-- begin Available data --
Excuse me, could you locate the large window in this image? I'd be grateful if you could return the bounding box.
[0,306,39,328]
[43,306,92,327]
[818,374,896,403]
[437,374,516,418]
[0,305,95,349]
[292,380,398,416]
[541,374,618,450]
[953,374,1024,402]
-- end Available data --
**Stated task**. Copy out every line of the items again, the request included, and shift each bounding-box coordinate in the answers up by 83.

**Task response**.
Excuse me, could you locate the large window in this image? I'd be grateful if you could return the bounding box.
[83,389,122,411]
[126,389,175,410]
[901,457,979,486]
[520,457,599,501]
[83,388,178,432]
[375,463,481,499]
[624,457,701,533]
[1036,457,1107,485]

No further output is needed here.